Records provided:
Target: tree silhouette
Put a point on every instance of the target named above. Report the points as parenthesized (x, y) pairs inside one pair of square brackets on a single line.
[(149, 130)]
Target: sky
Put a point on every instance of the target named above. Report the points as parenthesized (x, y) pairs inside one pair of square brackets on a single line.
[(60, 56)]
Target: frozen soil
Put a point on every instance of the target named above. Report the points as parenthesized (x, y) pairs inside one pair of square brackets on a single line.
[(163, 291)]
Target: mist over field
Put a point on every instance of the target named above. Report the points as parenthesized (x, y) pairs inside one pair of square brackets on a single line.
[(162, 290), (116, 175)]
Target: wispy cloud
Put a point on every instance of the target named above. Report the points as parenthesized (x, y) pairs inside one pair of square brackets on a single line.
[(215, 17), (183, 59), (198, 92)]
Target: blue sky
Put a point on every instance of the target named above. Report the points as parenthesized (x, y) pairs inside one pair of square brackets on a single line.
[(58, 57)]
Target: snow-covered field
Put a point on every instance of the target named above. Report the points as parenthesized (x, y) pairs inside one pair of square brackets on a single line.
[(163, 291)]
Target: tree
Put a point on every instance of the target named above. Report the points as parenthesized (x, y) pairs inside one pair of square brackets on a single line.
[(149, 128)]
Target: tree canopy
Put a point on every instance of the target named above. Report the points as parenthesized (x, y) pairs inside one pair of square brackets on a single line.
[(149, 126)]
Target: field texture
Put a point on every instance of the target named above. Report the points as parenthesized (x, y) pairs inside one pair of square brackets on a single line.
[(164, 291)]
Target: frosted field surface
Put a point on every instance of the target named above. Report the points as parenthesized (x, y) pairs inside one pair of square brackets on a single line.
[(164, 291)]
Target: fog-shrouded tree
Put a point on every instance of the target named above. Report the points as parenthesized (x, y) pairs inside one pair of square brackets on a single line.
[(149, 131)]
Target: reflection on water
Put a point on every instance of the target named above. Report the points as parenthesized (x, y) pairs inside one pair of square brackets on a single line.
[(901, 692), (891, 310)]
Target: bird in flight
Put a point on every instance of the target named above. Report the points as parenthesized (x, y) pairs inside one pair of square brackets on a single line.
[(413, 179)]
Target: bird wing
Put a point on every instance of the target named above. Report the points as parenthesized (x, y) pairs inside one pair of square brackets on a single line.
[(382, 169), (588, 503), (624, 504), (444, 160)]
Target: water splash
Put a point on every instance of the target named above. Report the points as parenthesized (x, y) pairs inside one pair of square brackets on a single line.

Work to do: Restate the data above exactly, keeping each word as it stands.

Solution below:
Target: tree silhouette
Put a point on every instance of the target named above. Report the points as parenthesized (x, y) pairs inside one pair of square brackets on a single line.
[(149, 130)]
Target: sky
Put a point on every instance of the target named above. Report the points as parenthesized (x, y) pairs inside one pair of square brackets on a single line.
[(60, 56)]
Target: frozen soil
Put a point on every instance of the target named above. Report the points as parenthesized (x, y) pairs inside one pair of square brackets on a single line.
[(163, 291)]
Target: mist over field
Put a point on every instance of the target named above. Report the points as parenthesized (x, y) pairs inside one pair of square brackets on a single line.
[(162, 290), (116, 175)]
Target: wispy cloud
Put a point on every instance of the target named above. Report the points as parenthesized (x, y) pairs inside one pair of square brackets on a single line.
[(215, 17), (183, 59), (198, 92)]
Target: blue sky
Put a point on every instance of the target named above. Report the points as parenthesized (x, y) pairs inside one pair of square brackets on a single line.
[(58, 57)]
Target: snow-covered field
Put a point on every instance of the target named above. Report the points as parenthesized (x, y) pairs inside one pair of square brackets on a single line.
[(163, 291)]
Target: tree
Put a point on every instance of the target named above. Report the points as parenthesized (x, y) pairs inside one pair of square brackets on a single line.
[(149, 128)]
Target: tree canopy
Put a point on every instance of the target named above. Report the points as parenthesized (x, y) pairs inside one pair of square brackets on a single line.
[(149, 126)]
Target: field texture
Put a point on every instance of the target named above. Report the points as parenthesized (x, y) pairs inside one pair of square brackets on a single line.
[(164, 291)]
Target: frosted field surface
Put a point on every instance of the target named above. Report the points as parenthesized (x, y) pairs inside one pair of square brackets on a single line.
[(164, 291)]
Target: fog-shrouded tree
Put a point on every instance of the target named above. Report the points as parenthesized (x, y) pairs inside one pair of square brackets on a single line.
[(149, 131)]
Target: reflection on water
Put a point on every instance of the target named above. Report the points as parenthesized (x, y) pairs inside one pair of square brackets on a single line.
[(901, 692), (891, 310)]
Target: bird in flight
Put a point on every instance of the target named above. Report the points as parenthesized (x, y) pairs inside one pair of square brackets on a single line.
[(413, 179)]
Target: bird wing
Put a point on every instance of the target named above. Report the points as parenthesized (x, y) pairs inside one pair of square brackets on a single line.
[(382, 169), (588, 503), (624, 504), (444, 160)]
Target: water splash
Put a point on every instance of the target named above. Report the points as parenthesized (x, y) pairs inside one pair of square brackets on a single line.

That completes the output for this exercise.